Die belangte Behörde stützte den angefochtenen Bescheid auf ein mehrfach ergänztes amtsärztliches Sachverständigengutachten. Diesem lag wiederum ein lungenfachärztliches Gutachten vom 5. Oktober 1993 zugrunde. Nach diesen gutächtlichen Äußerungen liegt zwar eine leichte, aber keine schwere Gehbehinderung im Sinne des Gesetzes vor. Die Behörde qualifizierte diese Gutachten als vollständig und schlüssig und schloß daraus - der oben wiedergegebenen Rechtsansicht entsprechend -, daß der Beschwerdeführer Strecken von 300 m ohne große Schmerzen und Kraftanstrengung zurücklegen könne.

——————

## [AUFGABE]
Prüfen Sie, ob die folgenden Aussagen mit dem Text zum angefochtenen Bescheid übereinstimmen. Antworten Sie jeweils mit Ja oder Nein und zitieren Sie die entscheidenden Worte wörtlich.
1. Das amtsärztliche Gutachten beruhte auf einem lungenfachärztlichen Gutachten vom 5. Oktober 1993.
2. Nach den Gutachten liegt beim Beschwerdeführer eine schwere Gehbehinderung vor.
3. Die Behörde hielt die Gutachten für unvollständig.
Stützen Sie sich ausschließlich auf den Text.

Gespeicherte Daten:
——————

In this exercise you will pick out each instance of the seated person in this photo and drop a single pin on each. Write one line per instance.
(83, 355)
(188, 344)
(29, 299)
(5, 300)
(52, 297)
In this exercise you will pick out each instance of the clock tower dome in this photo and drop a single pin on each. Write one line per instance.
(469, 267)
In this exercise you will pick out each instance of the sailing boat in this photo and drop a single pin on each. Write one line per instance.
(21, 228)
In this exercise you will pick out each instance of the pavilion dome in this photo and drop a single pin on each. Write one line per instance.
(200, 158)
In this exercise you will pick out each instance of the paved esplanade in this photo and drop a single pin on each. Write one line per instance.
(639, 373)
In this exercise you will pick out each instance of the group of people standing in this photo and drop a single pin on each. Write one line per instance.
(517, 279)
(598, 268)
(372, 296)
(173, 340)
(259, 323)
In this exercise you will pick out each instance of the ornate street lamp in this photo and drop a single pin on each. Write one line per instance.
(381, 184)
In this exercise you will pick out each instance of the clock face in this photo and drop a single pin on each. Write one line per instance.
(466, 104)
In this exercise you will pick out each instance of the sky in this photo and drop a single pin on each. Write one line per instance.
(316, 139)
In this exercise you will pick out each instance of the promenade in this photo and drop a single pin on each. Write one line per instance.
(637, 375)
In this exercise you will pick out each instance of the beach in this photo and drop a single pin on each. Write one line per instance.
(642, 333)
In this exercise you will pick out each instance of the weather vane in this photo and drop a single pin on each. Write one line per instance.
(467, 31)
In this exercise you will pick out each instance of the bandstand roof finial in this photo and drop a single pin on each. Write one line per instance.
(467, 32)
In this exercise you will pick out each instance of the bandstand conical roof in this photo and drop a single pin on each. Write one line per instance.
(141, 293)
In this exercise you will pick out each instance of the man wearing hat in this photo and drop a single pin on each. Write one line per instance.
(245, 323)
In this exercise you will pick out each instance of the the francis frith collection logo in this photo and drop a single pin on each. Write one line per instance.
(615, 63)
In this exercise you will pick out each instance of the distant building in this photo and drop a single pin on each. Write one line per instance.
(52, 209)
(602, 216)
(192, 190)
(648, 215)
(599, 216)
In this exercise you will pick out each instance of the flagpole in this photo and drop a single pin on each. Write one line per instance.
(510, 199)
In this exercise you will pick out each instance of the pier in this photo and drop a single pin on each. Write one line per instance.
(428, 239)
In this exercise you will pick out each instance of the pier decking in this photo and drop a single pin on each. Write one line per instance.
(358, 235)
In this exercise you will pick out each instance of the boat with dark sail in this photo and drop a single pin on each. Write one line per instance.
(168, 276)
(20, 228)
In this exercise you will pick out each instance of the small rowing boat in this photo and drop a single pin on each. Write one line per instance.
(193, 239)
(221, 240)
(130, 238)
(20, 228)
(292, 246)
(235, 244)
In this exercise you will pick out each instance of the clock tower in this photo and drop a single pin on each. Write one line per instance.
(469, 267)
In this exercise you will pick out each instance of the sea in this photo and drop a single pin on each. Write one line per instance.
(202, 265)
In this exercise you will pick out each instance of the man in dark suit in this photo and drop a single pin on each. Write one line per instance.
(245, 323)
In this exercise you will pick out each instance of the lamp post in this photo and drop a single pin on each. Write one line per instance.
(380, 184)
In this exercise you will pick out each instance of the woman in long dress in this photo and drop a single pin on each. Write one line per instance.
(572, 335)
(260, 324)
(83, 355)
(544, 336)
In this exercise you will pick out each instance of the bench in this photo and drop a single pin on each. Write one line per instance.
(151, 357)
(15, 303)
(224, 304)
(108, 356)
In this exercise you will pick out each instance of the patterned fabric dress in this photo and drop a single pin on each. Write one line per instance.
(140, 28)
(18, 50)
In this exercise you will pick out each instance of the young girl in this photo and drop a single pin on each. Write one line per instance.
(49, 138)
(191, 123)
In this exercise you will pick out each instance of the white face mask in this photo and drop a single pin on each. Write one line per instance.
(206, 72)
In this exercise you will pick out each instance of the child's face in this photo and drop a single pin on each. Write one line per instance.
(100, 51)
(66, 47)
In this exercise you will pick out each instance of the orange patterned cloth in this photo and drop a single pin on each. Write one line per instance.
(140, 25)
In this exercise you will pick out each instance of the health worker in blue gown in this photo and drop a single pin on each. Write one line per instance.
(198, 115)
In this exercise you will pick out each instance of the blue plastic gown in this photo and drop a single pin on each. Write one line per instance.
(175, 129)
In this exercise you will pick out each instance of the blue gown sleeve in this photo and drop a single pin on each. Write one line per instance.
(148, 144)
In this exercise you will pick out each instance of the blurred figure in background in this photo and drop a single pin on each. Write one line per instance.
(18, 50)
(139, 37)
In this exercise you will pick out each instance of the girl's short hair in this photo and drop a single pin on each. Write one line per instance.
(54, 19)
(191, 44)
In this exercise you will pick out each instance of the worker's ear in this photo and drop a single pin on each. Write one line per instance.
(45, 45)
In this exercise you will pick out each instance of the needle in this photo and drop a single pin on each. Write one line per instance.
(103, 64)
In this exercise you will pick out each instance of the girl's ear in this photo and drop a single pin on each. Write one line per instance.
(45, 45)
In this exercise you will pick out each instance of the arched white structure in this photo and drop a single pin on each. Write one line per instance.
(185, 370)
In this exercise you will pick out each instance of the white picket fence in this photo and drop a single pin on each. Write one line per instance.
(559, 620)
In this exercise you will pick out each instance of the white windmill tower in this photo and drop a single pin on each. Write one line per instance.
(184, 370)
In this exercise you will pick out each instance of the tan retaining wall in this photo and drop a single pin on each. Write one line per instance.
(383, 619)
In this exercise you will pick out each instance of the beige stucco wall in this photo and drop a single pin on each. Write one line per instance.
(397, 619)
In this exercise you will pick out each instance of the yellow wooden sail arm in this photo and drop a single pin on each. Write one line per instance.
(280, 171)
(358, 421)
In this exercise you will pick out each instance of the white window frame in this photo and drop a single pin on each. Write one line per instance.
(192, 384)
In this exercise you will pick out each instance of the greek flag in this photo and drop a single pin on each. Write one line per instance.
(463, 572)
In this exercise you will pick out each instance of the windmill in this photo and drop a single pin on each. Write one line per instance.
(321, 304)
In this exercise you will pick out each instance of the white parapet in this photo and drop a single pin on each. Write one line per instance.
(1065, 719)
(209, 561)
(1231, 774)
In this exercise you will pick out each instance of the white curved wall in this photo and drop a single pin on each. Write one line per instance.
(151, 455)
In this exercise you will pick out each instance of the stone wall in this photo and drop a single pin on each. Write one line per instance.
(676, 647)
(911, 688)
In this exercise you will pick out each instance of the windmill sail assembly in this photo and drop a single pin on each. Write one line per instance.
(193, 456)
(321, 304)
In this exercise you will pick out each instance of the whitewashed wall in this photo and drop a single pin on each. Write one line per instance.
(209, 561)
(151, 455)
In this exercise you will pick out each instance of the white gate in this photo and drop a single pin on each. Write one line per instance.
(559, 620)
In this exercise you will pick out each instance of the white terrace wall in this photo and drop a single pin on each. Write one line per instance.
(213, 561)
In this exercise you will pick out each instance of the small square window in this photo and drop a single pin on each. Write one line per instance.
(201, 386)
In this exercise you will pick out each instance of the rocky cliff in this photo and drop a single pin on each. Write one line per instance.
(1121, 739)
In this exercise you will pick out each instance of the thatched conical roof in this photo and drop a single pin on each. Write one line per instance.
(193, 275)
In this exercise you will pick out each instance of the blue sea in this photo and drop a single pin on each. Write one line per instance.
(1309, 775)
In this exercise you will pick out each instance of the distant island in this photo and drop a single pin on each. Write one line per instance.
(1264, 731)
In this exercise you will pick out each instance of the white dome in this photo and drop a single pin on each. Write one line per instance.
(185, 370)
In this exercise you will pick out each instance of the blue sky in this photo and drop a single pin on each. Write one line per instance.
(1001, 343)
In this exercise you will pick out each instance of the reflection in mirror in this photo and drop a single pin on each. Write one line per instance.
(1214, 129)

——————

## [LÖSUNG]
1. Ja: „Diesem lag wiederum ein lungenfachärztliches Gutachten vom 5. Oktober 1993 zugrunde.“
2. Nein: „zwar eine leichte, aber keine schwere Gehbehinderung im Sinne des Gesetzes“
3. Nein: „Die Behörde qualifizierte diese Gutachten als vollständig und schlüssig“